- **Your instructions**
Pick out every line of the listing below that contains the word "region" and copy those lines.

- **The data**

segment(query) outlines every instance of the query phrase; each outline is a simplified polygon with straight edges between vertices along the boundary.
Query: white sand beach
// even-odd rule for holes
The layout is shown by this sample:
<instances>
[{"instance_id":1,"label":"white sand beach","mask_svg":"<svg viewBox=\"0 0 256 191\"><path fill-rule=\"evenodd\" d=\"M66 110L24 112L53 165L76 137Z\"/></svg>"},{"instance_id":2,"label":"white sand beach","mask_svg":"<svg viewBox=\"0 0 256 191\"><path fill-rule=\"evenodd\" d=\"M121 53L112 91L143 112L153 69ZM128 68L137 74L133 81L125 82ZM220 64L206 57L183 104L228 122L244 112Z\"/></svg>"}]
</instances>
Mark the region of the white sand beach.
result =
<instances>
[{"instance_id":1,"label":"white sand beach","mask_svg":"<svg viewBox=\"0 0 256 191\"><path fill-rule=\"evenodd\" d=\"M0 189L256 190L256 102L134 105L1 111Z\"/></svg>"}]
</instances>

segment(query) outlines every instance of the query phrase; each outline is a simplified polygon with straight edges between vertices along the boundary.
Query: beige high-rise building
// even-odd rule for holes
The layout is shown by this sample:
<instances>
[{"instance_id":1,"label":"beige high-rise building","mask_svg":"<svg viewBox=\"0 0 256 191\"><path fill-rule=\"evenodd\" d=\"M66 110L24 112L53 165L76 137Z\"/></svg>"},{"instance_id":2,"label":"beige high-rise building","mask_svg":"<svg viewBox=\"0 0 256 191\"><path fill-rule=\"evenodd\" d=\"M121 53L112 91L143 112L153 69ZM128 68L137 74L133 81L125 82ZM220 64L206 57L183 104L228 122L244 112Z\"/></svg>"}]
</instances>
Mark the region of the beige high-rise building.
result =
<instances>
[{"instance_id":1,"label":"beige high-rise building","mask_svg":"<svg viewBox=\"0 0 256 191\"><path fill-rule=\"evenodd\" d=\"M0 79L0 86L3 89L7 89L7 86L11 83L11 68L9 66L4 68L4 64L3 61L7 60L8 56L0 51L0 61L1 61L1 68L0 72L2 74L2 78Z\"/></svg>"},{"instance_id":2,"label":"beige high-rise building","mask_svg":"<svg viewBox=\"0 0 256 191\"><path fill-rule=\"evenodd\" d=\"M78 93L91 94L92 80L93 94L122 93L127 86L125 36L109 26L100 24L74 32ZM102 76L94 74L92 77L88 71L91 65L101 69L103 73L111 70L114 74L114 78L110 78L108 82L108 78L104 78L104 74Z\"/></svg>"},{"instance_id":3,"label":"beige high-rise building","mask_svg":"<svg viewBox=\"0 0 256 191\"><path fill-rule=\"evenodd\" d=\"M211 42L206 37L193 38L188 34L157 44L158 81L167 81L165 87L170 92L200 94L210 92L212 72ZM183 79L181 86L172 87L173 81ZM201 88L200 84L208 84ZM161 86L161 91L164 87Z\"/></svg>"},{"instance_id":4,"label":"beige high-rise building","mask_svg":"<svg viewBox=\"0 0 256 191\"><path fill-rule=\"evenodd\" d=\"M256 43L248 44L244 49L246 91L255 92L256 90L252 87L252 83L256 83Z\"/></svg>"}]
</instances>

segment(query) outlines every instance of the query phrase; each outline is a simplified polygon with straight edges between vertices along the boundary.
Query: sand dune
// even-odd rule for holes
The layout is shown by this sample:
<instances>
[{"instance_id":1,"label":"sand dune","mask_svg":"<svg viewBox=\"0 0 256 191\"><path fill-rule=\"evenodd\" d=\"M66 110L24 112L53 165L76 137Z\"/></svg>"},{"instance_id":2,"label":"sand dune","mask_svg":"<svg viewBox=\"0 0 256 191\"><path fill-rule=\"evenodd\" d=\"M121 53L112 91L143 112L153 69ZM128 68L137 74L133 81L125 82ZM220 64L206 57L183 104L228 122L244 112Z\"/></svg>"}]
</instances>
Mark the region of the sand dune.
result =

- **Task response**
Mark the region of the white sand beach.
Mark the region of the beige high-rise building.
Mark the region of the sand dune.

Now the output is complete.